--- begin Reading passage ---
Exhibit 99.4
MICROFIELD GROUP, INC.
NON-STATUTORY STOCK OPTION AGREEMENT
2004 STOCK INCENTIVE PLAN
THIS AGREEMENT is dated effective April 7, 2005, between Microfield
Group, Inc., an Oregon corporation (the "Company"), and Xxxxxx Xxxxxxx (the
"Optionee").
Pursuant to the Company's 2004 Stock Incentive Plan (the "Plan"), and
in connection with the Optionee's service to the Company as a director of the
Company, the Board of Directors has voted in favor of granting to the Optionee
an option to purchase Common Stock of the Company ("Common Stock") in the amount
and on the terms set out below. In consideration of the promises and mutual
covenants herein contained, the Company and the Optionee agree as follows:
1. The Company hereby grants to the Optionee upon the terms and
conditions hereinafter stated the right and option (the "Option") to purchase
all or any part of an aggregate of 50,000 shares of the Company's authorized but
unissued or reacquired Common Stock at a purchase price of $0.27 per share. The
Option will not be treated as an Incentive Stock Option, as defined in Section
422 of the Internal Revenue Code, as amended ("IRC"). The Option is granted
under, and is subject to, all the terms and conditions in the Plan.
2. The Option is granted upon the following terms:
2.1 DURATION OF OPTION. Subject to reductions in the
Option period as hereinafter provided, in the event of termination of service to
the Company or death of the Optionee, the Option shall continue in effect for a
period of five years from the date hereof.
2.2 TIME OF EXERCISE. Except as provided in paragraphs
2.5 and 2.7, the Option is fully vested and exercisable during its term.
2.3 LIMITATIONS ON RIGHTS TO EXERCISE. Except as provided
in paragraph 2.5, the Option may not be exercised unless at the time of such
exercise the Optionee is in the service of the Company or any parent or
subsidiary of the Company and shall have provided such service continuously
since the date such option was granted. Absence on leave or on account of
illness or disability under rules established by the Board of Directors shall
not, however, be deemed an interruption of services for this purpose.
2.4 NONASSIGNABILITY. The Option is nonassignable and
nontransferable by the Optionee except by will or by the laws of descent and the
distribution of the state and country of the Optionee's domicile at the time of
death, and is exercisable during the Optionee's lifetime only by the Optionee.
--- end Reading passage ---
--- begin Dataset ---
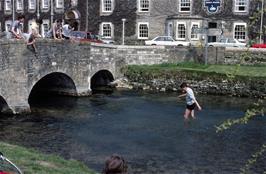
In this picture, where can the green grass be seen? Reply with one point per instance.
(248, 71)
(33, 162)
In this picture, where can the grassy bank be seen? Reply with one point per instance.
(248, 71)
(33, 162)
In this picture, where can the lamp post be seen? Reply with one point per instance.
(261, 19)
(123, 31)
(13, 10)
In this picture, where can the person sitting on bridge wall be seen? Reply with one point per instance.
(56, 30)
(35, 25)
(16, 29)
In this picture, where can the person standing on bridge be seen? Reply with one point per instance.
(190, 101)
(16, 29)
--- end Dataset ---
(Parts of the exercise):
A. According to the stock option agreement, on what basis did the Board of Directors vote to grant the option to the Optionee? Answer in one to three sentences.
B. In the stock option agreement, what purchase price per share is set for the Common Stock covered by the option?
The listing above is not needed here.

(Answers to the tasks):
A. The Board voted to grant the option under the Company's 2004 Stock Incentive Plan, in connection with the Optionee's service to the Company as a director of the Company.

B. $0.27 per share.